## Extrait du document

-*-*-

Un bon
enseignant ?
On se
souvient que je me donne surtout comme mission de poser des questions
et que j'attends de mes amis qu'ils m'aident à établir un corpus de
connaissances un peu solides, au lieu de me laisser avec des pensées
idiosyncratiques et sans doute de piètre qualité. C'est ainsi que,
aujourd'hui, je m'interroge sur ce qu'est un bon enseignant… en
faisant la faute de caractériser ce qui n'existe pas, tout comme se
demander si un carré rond était rouge ou bleu.
La
question est arrivée hier, alors que notre groupe de recherche
accueillait un étudiant venu faire un stage. Ce dernier évoquait un
« enseignant-chercheur » (son terme) de son université
et semblait porter celui-ci aux nues, en le disait très bon
« enseignant ». Mais qu'est-ce qu'un bon enseignant ?
On doit se souvenir d'un remarquable rapport, préparé il y a
plusieurs années par la Fondation Kastler sur l'évaluation des
enseignants d'université, et qui avait bien établi que les
enseignants ne sont pas évalués de la même façon juste après les
examens qui sanctionnent des études ou quelques années plus tard,
quand les étudiants ont eu le temps de se rendre compte de
l'importance réelle, pratique, de ce qui leur avait été transmis.
Tel enseignant un peu raide sur le moment, pas démagogue, est jugé
plus tard comme remarquable, parce que les conseils qu'il a donnés,
parfois, avec moins de grâce et de sourires qu'un enseignant plus
démagogue, auront été parfaitement utiles dans la poursuite des
études ou dans l'exercice professionnel. Alors ?
Qui dit
« bon enseignant » dit aussi évaluation par les
universités, et, là, c'est essentiellement le travail de recherche
qui est évalué. L’étudiant que nous recevions hier s'en
offusquait, mais il ignorait qu'un enseignant chercheur n'a pas pour
mission d'aller le border dans son lit, mais plutôt de le porter le
plus haut possible.

-*-*-

## Entrées d'un jeu de données
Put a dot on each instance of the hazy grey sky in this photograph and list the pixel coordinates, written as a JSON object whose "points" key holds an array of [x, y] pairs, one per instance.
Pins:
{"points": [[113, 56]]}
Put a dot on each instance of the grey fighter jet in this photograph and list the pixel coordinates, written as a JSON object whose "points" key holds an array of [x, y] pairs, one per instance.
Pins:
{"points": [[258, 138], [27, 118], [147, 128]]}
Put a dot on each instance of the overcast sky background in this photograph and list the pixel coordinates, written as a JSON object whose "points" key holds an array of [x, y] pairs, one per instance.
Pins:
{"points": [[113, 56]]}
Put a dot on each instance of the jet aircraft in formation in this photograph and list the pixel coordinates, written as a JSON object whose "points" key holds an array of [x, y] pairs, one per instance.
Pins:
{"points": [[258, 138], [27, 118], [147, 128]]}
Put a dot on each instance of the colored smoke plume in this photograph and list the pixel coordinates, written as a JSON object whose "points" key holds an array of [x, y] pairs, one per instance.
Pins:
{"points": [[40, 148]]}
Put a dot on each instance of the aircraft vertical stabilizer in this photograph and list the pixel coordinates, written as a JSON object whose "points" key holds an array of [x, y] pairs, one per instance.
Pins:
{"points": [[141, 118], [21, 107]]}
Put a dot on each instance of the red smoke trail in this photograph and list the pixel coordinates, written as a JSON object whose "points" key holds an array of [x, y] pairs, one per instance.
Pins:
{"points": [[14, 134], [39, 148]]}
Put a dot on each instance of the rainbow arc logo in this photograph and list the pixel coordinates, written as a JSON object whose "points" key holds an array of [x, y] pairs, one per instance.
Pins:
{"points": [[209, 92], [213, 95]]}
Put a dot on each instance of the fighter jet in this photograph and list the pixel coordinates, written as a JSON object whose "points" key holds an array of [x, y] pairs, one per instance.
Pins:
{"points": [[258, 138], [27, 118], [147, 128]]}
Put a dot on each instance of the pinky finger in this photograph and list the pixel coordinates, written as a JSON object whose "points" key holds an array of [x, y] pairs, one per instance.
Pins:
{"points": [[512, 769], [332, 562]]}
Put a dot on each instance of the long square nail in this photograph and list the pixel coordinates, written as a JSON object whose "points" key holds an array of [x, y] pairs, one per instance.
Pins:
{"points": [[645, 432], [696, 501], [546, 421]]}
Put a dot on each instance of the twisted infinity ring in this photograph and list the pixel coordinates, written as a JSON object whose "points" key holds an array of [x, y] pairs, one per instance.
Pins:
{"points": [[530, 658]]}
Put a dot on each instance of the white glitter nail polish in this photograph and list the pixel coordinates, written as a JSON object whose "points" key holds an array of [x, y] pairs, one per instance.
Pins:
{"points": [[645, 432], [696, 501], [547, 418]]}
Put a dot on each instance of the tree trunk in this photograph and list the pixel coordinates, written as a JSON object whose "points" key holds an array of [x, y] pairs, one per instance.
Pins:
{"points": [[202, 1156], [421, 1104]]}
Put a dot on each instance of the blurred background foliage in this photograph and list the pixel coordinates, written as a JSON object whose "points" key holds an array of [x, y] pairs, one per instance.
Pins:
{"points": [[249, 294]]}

-*-*-

## Tâches demandées
A - Pouvez-vous recopier les entrées du jeu de données, à partir de la ligne qui contient « Put a dot on each instance of the white » et jusqu'à la fin de ces entrées, en renommant « Pins » en « Markers » sans rien modifier d'autre ?
B - Pouvez-vous prolonger le texte sur le bon enseignant au-delà de sa dernière phrase ?

## Réponses par tâche
A -
Put a dot on each instance of the white glitter nail polish in this photograph and list the pixel coordinates, written as a JSON object whose "points" key holds an array of [x, y] pairs, one per instance.
Markers:
{"points": [[645, 432], [696, 501], [547, 418]]}
Put a dot on each instance of the tree trunk in this photograph and list the pixel coordinates, written as a JSON object whose "points" key holds an array of [x, y] pairs, one per instance.
Markers:
{"points": [[202, 1156], [421, 1104]]}
Put a dot on each instance of the blurred background foliage in this photograph and list the pixel coordinates, written as a JSON object whose "points" key holds an array of [x, y] pairs, one per instance.
Markers:
{"points": [[249, 294]]}

B -
J'explique
les deux métaphores. Le border dans on lit, cela signifie excuser
ses insuffisances, l'aider personnellement, pallier gentiment ses
insuffisances, en prenant du temps… Porter au sommet : cela
renvoie à l'idée que je propose depuis déjà longtemps, et qui est
de considérer le savoir comme une montagne accumulée au cours des
siècles : à la base les savoirs scientifiques du début de la
science : chez les Grecs, à la Renaissance, puis aux 18e, 19e, 20e
siècles, avec, tout au sommet, les connaissances du 21e
siècle. Pour que les étudiants puissent être de bons ingénieurs
ou de bon scientifiques, il faut qu'ils ne restent pas à des
connaissances périmées. La science du 19e siècle, par
exemple, a été déjà largement exploitée par l'industrie, et
quelqu’un qui se limiterait à ces connaissances pour faire de
l'innovation manquerait certainement son objectif. D'autre part, un
scientifique qui se serait arrêté aux connaissances du 19 e siècle
serait en retard de deux siècles sur ses collègues qui auraient des
connaissance du 21e siècle. Or, pour donner des
connaissances modernes, il faut les connaître et les comprendre ;
il faut savoir s'y repérer parmi l'immensité des données modernes.
Cela, c'est le premier travail de l'enseignant chercheur, un travail
qui impose des compétences scientifiques essentielles… Ce qui
justifie que l'université évalue les enseignants chercheurs sur les
compétences scientifiques, et non pas sur des compétences
pédagogiques plus molles.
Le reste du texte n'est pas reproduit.